──────── AVAILABLE DATA
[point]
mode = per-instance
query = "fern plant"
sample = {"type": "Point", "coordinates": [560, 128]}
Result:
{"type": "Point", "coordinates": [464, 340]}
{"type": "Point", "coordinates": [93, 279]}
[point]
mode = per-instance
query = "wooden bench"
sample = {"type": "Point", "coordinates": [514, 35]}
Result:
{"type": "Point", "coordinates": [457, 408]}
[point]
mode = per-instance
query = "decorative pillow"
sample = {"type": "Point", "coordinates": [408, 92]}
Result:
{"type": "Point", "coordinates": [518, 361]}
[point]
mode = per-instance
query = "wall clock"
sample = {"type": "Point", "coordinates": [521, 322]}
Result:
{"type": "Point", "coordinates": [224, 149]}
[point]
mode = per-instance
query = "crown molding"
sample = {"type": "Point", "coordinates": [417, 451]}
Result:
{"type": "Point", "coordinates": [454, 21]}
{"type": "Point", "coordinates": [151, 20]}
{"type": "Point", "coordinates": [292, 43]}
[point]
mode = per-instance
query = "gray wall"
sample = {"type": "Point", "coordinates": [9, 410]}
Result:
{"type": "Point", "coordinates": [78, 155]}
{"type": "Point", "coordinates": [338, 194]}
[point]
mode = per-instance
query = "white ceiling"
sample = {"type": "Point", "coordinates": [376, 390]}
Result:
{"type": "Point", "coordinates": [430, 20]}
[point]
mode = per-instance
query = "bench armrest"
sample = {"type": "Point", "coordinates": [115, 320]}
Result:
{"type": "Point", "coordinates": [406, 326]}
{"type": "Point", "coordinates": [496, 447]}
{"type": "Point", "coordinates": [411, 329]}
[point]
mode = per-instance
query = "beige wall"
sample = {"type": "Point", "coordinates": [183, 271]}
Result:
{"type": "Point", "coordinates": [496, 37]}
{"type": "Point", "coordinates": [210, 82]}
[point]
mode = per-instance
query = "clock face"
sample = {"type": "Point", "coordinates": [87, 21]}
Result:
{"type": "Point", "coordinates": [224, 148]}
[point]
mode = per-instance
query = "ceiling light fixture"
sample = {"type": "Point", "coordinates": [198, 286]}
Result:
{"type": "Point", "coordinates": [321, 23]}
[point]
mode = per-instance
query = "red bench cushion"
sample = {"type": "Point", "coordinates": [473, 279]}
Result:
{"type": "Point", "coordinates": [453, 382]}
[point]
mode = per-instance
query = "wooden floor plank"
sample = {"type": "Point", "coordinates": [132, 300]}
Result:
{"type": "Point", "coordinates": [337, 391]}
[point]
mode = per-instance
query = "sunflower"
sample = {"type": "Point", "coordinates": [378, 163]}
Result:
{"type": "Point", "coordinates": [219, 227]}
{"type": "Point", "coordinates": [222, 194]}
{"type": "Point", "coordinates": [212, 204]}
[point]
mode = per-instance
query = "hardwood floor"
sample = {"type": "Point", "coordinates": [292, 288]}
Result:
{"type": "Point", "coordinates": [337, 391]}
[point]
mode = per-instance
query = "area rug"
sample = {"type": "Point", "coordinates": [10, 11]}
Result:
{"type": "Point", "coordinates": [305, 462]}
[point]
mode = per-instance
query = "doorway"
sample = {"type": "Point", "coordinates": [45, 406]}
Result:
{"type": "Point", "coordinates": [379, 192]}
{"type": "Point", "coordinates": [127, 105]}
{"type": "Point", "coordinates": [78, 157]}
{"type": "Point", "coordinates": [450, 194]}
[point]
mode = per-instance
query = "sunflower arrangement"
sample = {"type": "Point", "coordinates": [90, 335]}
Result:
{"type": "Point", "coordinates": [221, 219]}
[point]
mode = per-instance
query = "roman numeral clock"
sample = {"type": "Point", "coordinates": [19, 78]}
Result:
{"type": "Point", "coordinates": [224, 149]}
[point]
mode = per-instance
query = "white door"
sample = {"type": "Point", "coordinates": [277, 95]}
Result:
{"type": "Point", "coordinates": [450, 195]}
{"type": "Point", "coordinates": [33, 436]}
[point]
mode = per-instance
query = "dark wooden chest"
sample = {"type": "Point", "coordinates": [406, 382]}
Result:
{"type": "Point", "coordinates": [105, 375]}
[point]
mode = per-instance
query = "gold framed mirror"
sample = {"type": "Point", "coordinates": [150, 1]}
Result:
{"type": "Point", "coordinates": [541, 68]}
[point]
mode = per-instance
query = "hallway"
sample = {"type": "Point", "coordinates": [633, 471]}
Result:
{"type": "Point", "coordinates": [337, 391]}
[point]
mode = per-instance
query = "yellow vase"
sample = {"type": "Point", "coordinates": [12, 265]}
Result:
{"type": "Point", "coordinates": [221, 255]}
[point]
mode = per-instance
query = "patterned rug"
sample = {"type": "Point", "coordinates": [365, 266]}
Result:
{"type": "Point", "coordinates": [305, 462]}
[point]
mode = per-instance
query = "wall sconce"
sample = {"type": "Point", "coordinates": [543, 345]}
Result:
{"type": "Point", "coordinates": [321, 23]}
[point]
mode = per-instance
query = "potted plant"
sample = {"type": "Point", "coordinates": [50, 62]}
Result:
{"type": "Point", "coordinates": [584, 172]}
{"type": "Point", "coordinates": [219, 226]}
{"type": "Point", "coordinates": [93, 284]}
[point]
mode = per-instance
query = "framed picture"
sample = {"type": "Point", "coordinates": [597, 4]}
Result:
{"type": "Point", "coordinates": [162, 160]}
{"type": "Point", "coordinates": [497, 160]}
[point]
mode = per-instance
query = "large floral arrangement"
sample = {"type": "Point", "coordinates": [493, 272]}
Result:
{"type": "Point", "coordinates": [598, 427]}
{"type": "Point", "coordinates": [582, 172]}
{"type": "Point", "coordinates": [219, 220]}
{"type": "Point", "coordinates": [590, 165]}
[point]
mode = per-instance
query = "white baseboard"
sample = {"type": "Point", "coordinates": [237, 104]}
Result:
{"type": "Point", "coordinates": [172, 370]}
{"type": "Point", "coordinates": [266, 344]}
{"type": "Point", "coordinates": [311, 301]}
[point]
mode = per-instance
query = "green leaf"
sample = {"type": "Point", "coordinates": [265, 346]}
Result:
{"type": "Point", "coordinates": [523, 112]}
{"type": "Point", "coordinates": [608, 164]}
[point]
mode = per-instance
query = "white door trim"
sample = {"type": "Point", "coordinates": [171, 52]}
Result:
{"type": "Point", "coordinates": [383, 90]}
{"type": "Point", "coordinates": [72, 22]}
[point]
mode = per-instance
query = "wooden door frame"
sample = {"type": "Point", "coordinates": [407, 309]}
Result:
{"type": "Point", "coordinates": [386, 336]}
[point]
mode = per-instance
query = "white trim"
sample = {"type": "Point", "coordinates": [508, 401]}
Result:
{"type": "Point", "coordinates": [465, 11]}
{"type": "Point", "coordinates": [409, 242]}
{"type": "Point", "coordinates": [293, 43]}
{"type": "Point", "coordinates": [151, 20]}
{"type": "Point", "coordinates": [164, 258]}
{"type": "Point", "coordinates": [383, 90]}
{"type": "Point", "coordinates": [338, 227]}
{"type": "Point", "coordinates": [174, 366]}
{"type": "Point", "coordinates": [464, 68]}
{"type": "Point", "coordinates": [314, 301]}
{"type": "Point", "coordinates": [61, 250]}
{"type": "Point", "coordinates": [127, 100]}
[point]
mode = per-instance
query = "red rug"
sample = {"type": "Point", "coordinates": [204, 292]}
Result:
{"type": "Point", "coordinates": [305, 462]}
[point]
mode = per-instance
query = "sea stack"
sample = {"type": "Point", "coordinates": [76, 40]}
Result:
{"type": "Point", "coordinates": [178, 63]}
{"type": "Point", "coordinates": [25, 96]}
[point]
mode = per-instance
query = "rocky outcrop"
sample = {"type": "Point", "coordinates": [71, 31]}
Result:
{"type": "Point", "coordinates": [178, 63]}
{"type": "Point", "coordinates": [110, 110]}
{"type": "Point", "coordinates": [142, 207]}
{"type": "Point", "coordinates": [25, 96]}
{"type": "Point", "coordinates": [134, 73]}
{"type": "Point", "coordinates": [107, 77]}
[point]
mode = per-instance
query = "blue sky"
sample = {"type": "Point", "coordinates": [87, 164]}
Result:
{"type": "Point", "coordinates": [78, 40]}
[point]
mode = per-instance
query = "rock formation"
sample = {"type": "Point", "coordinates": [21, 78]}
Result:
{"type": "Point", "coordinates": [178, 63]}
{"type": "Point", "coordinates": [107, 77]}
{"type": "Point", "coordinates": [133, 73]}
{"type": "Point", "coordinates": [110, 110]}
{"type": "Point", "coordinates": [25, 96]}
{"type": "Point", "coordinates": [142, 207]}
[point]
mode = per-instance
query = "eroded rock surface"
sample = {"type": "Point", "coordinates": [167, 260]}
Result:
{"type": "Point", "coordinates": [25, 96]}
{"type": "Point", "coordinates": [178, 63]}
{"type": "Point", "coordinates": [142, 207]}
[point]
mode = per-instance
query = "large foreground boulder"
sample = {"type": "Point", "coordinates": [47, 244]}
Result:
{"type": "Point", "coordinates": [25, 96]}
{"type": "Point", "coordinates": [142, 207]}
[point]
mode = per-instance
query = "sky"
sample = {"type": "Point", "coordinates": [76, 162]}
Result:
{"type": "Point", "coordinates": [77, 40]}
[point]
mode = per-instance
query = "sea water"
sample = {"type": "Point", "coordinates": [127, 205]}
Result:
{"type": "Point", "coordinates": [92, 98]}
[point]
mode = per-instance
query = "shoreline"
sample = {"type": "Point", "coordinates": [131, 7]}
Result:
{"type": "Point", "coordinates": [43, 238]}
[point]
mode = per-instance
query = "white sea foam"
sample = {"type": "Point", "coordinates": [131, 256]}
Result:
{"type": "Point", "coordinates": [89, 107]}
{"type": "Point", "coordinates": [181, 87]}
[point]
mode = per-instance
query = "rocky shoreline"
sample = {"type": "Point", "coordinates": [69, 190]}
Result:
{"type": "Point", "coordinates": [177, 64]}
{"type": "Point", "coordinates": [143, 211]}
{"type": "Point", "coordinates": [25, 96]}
────────────────
▸ SET TASK
Count the lines in the records above that contain the string "sunflower". Reply with the number only.

▸ EXERCISE RESULT
2